====== Input data
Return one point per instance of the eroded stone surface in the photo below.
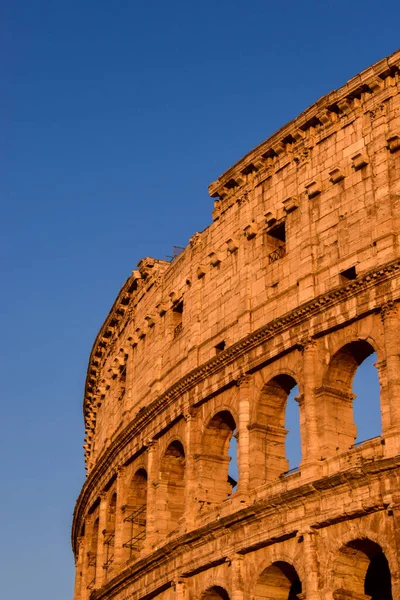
(296, 281)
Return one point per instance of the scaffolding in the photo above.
(109, 544)
(137, 519)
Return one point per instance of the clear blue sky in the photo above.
(114, 118)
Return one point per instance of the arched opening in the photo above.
(362, 569)
(292, 426)
(367, 409)
(92, 554)
(279, 581)
(218, 464)
(136, 514)
(215, 593)
(233, 469)
(350, 370)
(171, 488)
(109, 534)
(275, 434)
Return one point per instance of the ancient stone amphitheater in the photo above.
(295, 282)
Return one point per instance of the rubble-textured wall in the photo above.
(295, 282)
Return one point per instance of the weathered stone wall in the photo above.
(296, 281)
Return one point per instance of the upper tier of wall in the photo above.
(316, 205)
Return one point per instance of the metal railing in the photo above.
(109, 543)
(137, 519)
(276, 254)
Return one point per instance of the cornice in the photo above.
(304, 312)
(334, 110)
(260, 509)
(331, 110)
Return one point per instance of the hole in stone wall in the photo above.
(366, 406)
(278, 232)
(348, 274)
(219, 347)
(292, 424)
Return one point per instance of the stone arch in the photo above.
(135, 514)
(171, 487)
(267, 432)
(213, 462)
(335, 397)
(278, 581)
(361, 570)
(216, 592)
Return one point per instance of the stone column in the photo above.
(152, 477)
(311, 585)
(243, 384)
(79, 569)
(119, 522)
(390, 318)
(100, 571)
(309, 418)
(237, 577)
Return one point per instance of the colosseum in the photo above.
(295, 283)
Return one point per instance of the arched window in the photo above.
(215, 593)
(218, 450)
(279, 581)
(92, 554)
(171, 488)
(367, 409)
(292, 426)
(136, 514)
(345, 375)
(109, 534)
(362, 568)
(275, 434)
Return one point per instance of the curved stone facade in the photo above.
(296, 281)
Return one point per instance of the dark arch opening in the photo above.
(366, 407)
(378, 581)
(292, 426)
(350, 370)
(215, 593)
(362, 568)
(279, 581)
(136, 514)
(172, 477)
(277, 440)
(219, 467)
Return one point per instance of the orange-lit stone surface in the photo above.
(296, 281)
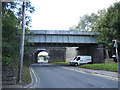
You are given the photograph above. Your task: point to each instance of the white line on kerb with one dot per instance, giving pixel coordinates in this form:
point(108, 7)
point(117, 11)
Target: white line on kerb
point(113, 78)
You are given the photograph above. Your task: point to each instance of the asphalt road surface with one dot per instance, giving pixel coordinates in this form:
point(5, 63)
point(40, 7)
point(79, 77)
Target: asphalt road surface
point(54, 76)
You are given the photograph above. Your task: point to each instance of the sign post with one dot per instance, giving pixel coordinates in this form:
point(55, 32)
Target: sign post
point(22, 43)
point(117, 57)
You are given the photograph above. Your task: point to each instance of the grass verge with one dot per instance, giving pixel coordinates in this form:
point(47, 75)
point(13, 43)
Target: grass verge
point(98, 66)
point(64, 63)
point(101, 66)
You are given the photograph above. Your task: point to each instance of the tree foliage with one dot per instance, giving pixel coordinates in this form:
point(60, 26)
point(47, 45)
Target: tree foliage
point(108, 26)
point(88, 22)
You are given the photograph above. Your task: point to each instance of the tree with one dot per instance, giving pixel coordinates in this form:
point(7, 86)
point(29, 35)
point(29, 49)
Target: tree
point(88, 22)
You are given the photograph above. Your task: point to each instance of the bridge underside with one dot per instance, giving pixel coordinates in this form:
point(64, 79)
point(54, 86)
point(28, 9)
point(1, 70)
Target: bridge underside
point(63, 44)
point(61, 53)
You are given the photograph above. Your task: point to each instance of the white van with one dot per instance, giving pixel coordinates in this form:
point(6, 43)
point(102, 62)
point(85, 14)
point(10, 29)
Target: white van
point(77, 60)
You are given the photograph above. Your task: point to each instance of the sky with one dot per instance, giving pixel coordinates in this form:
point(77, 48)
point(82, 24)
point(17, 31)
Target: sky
point(63, 14)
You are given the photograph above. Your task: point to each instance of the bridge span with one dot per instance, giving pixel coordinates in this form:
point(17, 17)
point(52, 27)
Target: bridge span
point(60, 44)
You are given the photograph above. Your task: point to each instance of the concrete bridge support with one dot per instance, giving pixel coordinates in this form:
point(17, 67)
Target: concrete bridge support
point(93, 50)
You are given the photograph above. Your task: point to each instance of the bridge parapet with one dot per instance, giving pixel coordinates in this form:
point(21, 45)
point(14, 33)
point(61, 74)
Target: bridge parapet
point(62, 32)
point(62, 36)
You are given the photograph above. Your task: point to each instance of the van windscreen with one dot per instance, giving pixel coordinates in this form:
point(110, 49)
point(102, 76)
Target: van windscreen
point(74, 58)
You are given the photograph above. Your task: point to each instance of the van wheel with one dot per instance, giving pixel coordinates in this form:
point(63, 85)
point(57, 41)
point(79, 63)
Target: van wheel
point(76, 64)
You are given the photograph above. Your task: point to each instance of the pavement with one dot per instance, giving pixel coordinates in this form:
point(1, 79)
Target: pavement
point(105, 74)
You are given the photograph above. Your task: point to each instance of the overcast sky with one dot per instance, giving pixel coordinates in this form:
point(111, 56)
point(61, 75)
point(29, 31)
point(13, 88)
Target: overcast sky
point(62, 14)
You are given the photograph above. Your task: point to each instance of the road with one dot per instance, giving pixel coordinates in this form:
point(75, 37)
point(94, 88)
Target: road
point(55, 76)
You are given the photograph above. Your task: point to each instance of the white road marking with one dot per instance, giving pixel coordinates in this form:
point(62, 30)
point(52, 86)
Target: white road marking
point(94, 73)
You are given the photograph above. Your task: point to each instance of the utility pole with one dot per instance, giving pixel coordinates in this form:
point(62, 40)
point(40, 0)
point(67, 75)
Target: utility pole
point(22, 43)
point(117, 57)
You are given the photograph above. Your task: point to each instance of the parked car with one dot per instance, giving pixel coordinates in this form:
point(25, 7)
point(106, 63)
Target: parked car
point(78, 60)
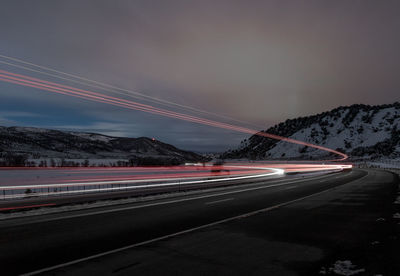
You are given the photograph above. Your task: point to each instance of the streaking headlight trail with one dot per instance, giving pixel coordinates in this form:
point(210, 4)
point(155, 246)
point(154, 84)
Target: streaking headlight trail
point(102, 98)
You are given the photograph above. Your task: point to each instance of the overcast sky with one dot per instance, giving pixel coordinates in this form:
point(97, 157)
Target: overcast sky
point(257, 61)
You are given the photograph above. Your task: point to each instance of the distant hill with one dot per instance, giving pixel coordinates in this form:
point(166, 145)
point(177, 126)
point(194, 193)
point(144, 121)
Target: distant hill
point(361, 131)
point(44, 143)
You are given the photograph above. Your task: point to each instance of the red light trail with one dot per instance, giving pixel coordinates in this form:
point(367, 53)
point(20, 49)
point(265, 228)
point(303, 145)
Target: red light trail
point(98, 97)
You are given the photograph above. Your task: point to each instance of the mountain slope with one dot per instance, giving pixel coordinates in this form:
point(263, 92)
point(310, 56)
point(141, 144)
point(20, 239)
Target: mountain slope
point(361, 131)
point(45, 143)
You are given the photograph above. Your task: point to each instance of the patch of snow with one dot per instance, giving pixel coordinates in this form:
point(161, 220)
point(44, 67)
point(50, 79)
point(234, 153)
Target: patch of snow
point(345, 268)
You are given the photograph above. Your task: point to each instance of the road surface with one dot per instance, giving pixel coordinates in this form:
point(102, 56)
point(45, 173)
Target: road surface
point(284, 227)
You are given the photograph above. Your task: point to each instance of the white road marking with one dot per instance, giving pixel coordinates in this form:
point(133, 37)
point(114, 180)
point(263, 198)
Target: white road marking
point(218, 201)
point(168, 202)
point(180, 232)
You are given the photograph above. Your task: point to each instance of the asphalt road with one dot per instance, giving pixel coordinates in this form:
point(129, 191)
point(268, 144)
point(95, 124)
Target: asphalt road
point(282, 227)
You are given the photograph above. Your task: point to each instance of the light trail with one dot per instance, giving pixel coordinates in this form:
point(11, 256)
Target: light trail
point(178, 176)
point(107, 87)
point(98, 97)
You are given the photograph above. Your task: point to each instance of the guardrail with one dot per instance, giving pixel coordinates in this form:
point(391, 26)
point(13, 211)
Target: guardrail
point(139, 186)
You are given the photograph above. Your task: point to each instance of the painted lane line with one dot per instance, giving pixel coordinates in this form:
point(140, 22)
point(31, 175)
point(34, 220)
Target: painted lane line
point(218, 201)
point(47, 269)
point(168, 202)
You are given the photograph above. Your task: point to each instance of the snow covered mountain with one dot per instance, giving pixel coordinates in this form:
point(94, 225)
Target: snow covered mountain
point(361, 131)
point(37, 143)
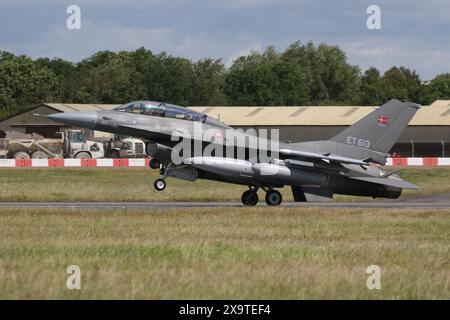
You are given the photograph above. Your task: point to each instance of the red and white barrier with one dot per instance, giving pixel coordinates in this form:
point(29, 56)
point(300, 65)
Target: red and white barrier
point(126, 163)
point(73, 163)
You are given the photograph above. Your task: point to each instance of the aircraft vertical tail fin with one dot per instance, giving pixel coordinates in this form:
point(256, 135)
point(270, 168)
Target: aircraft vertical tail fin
point(380, 129)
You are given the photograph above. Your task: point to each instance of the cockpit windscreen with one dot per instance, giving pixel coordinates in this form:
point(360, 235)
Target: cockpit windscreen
point(160, 109)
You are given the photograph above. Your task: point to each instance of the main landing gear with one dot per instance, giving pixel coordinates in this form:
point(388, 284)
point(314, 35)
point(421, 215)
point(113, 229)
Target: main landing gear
point(159, 184)
point(250, 197)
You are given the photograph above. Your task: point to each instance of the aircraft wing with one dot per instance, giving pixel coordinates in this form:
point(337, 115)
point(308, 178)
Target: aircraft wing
point(326, 157)
point(397, 183)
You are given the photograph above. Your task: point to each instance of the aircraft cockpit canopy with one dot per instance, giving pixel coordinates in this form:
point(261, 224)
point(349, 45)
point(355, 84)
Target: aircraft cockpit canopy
point(161, 109)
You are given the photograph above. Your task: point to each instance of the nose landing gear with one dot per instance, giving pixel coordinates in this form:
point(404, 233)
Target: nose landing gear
point(155, 163)
point(159, 184)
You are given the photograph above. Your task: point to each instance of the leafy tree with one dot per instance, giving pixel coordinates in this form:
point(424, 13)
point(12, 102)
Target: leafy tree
point(439, 87)
point(208, 83)
point(371, 88)
point(401, 83)
point(23, 82)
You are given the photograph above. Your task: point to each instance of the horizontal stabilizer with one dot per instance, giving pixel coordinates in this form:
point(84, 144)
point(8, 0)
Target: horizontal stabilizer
point(397, 183)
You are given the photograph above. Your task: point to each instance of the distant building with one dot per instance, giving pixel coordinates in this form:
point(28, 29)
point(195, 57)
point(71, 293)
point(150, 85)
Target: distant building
point(427, 135)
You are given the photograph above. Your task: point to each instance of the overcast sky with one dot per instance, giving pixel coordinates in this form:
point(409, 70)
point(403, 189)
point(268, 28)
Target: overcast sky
point(415, 33)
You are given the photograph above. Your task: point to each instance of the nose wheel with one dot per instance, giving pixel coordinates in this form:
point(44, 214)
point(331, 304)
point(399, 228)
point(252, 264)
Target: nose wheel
point(159, 184)
point(273, 198)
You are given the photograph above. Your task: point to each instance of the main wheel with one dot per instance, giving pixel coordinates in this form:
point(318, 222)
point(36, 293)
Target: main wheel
point(273, 198)
point(115, 154)
point(159, 184)
point(82, 155)
point(155, 163)
point(21, 155)
point(249, 198)
point(39, 155)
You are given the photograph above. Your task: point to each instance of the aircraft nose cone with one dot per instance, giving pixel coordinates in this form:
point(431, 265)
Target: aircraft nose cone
point(87, 119)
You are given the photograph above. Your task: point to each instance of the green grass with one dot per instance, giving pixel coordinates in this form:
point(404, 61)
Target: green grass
point(224, 253)
point(126, 184)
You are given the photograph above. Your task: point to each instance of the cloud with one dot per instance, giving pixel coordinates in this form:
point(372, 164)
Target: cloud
point(384, 53)
point(414, 32)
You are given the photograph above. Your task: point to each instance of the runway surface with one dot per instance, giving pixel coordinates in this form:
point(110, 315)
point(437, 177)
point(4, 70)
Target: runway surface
point(423, 202)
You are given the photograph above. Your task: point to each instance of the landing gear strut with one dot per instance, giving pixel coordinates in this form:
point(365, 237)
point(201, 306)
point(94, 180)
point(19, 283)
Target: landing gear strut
point(250, 197)
point(159, 184)
point(155, 163)
point(273, 198)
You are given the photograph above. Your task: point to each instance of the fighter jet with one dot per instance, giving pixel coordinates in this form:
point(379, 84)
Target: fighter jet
point(189, 145)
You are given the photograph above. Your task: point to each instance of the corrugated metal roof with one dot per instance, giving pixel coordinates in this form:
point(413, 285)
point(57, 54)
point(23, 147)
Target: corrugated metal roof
point(438, 113)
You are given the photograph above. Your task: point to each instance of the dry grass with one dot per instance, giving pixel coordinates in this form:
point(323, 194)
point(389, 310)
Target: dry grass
point(96, 184)
point(243, 253)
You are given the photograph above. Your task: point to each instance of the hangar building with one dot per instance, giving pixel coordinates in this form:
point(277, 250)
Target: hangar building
point(427, 135)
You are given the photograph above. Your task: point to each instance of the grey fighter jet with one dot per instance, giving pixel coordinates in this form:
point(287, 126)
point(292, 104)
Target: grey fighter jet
point(349, 163)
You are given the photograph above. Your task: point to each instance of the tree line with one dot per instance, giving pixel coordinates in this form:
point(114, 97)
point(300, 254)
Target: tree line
point(303, 74)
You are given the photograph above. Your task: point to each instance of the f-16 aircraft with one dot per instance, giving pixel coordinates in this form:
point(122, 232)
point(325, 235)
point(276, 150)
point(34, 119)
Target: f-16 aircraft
point(349, 163)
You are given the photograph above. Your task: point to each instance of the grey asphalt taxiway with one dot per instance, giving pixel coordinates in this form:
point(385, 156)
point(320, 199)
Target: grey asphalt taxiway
point(439, 201)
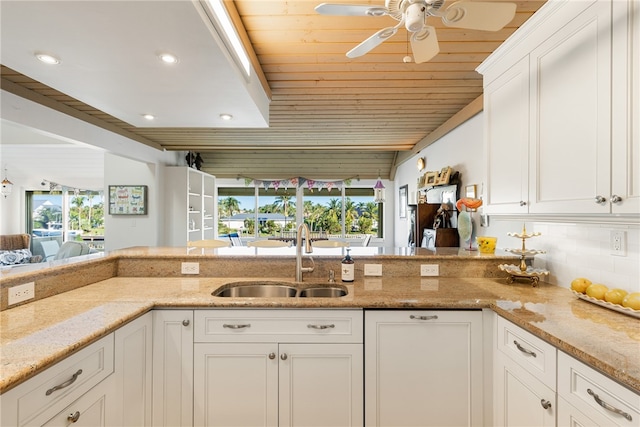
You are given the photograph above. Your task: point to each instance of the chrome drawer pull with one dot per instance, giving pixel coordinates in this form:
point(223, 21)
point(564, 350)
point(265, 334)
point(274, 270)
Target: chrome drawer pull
============
Directions for this task: Whenever the string "chrome" shows up in a line above, copy that line.

Solution to the exercise:
You are given the photograph above. Your task: point to each instance of the chrome drawer pull with one dot per instance, giving pixel coordinates in this form:
Target: chrome drawer pull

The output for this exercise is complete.